[Problem details] Reproduce the items below word for word, from the line containing "Where can you find the overcast" through the final line of the items.

[Records provided]

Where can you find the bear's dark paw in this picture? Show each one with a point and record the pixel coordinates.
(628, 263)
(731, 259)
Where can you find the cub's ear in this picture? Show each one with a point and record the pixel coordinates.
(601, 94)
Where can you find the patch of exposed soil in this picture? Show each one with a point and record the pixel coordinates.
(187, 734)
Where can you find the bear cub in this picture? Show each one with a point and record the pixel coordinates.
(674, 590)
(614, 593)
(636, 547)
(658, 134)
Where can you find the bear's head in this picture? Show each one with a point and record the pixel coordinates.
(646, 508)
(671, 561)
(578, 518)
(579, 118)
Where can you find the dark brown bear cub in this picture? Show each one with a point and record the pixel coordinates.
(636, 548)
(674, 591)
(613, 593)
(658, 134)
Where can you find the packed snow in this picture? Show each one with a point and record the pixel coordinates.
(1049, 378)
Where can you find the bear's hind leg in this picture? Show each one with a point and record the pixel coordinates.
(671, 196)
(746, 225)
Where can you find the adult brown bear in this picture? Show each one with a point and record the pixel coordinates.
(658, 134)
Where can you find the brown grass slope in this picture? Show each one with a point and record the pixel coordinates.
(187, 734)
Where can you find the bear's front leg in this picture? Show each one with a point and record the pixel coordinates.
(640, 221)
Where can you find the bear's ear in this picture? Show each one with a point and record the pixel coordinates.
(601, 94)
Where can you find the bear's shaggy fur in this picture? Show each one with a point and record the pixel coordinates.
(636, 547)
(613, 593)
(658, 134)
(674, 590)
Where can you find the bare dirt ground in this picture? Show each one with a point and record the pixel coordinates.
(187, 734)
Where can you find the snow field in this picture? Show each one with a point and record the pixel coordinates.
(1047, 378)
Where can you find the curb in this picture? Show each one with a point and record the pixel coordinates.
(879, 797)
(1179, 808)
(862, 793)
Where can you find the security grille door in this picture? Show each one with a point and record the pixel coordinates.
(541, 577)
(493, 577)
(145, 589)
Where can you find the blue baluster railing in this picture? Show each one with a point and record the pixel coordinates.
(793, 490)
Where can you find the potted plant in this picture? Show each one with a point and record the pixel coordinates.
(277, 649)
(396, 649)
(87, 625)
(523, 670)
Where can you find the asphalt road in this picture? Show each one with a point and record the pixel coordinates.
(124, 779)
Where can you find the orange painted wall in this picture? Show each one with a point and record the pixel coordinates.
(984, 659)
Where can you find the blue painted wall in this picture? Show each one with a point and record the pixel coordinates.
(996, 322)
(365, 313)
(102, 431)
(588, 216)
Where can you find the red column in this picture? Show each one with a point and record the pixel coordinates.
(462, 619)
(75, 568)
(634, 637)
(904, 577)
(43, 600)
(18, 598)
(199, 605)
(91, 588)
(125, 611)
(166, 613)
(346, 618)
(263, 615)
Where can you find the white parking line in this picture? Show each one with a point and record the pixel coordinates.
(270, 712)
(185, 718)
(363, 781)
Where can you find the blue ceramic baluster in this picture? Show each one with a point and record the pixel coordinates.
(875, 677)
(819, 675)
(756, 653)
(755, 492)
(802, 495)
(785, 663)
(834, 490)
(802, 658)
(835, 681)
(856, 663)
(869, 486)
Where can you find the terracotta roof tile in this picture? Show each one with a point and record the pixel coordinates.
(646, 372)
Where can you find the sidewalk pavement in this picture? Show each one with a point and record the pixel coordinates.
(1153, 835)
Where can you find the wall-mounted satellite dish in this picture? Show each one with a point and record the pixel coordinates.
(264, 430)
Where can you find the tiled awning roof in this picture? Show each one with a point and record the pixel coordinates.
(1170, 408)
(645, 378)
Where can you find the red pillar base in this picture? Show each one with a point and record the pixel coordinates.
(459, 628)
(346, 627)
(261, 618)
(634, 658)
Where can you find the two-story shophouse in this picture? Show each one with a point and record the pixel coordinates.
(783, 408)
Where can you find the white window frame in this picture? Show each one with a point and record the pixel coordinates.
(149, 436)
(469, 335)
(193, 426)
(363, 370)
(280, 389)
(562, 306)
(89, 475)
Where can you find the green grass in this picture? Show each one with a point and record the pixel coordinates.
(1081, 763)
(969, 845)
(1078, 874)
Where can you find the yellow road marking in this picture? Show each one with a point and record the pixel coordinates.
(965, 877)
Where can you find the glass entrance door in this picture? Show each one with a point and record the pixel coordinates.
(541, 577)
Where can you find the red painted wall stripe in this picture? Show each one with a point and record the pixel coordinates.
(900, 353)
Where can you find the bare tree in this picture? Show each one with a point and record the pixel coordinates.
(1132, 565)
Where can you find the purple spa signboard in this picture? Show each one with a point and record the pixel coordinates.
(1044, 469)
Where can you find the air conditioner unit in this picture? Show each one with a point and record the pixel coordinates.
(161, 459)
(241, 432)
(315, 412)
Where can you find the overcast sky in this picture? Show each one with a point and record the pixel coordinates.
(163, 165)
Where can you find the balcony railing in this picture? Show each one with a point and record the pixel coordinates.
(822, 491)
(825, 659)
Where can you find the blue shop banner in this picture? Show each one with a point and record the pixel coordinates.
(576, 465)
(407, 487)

[Finished exercise]
Where can you find the overcast sky in this picture? Show each one with a point and record the pixel coordinates.
(163, 165)
Where can you find the balcony railing in this picture? Show each one with a point and record the pixel coordinates.
(822, 491)
(825, 659)
Where can you find the blue shop banner in this picture? Show each one with a point and record the pixel coordinates.
(576, 465)
(407, 487)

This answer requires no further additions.